Listed entries
· · · ·
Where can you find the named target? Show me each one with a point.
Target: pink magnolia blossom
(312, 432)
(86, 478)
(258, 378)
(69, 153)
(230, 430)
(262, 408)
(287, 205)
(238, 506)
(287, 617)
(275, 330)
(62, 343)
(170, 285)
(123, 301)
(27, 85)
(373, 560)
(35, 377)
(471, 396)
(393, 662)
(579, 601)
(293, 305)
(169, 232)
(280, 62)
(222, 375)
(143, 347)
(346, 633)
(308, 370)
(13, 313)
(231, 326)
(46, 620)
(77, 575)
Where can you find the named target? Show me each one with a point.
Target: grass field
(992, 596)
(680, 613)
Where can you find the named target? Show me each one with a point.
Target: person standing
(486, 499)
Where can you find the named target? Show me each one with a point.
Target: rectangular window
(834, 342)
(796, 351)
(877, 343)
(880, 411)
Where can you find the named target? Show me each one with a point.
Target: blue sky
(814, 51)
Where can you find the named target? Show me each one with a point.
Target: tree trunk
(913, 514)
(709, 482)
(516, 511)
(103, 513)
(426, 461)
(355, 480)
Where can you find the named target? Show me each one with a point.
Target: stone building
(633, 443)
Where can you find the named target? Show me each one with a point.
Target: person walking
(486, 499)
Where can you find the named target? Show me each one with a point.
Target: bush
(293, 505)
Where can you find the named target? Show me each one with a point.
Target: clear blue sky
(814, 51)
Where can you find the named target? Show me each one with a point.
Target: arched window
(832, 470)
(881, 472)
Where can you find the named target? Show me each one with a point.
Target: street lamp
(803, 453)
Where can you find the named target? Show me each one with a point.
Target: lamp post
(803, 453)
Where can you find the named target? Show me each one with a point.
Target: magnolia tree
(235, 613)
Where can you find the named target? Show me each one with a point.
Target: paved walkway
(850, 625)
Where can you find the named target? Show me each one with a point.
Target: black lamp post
· · · ·
Directions
Give back the entire listing with every word intact.

Answer for this exercise
Where can you find the named target? Show me each one with a point.
Target: pink magnolia blossom
(312, 432)
(86, 478)
(258, 378)
(69, 153)
(230, 430)
(262, 408)
(287, 205)
(238, 506)
(287, 617)
(275, 330)
(62, 343)
(170, 285)
(123, 301)
(27, 85)
(373, 560)
(35, 377)
(471, 396)
(393, 662)
(579, 601)
(293, 305)
(169, 232)
(280, 62)
(222, 375)
(143, 347)
(346, 633)
(308, 370)
(13, 313)
(231, 326)
(46, 620)
(77, 575)
Where can you find the named target? Show me each one with a point.
Target: grass field
(992, 596)
(680, 613)
Where can you find the named target? Show me each one with a point.
Target: person standing
(486, 499)
Where can you find the named target? Show me each one with a point.
Target: rectangular window
(834, 342)
(796, 351)
(877, 343)
(880, 411)
Where can you find the named target? Show me each one with a point.
Target: blue sky
(814, 51)
Where can you find the named target? Show me each one with a point.
Target: tree trunk
(913, 514)
(709, 482)
(516, 511)
(103, 513)
(426, 461)
(355, 480)
Where can you find the named target? Show me each one with a point.
Target: stone building
(633, 443)
Where can you find the named target? Show me each one with a point.
Target: person walking
(486, 499)
Where can you find the named target? Show me each one with a point.
Target: bush
(293, 505)
Where can you find the named target? Show me each one with a point.
Target: clear blue sky
(814, 51)
Where can you find the named target? Show me each one with a point.
Target: arched window
(832, 470)
(881, 472)
Where can you find the named target? Show me each one with a point.
Target: street lamp
(803, 453)
Where can you find the named target? Show me each one with a point.
Target: lamp post
(803, 453)
Where can you find the named target? Show me each one with a point.
Target: magnolia tree
(235, 613)
Where can you find the named target? Show me each one with a point.
Target: paved walkway
(850, 625)
Where can you find the named target? Show me each one with a point.
Target: black lamp post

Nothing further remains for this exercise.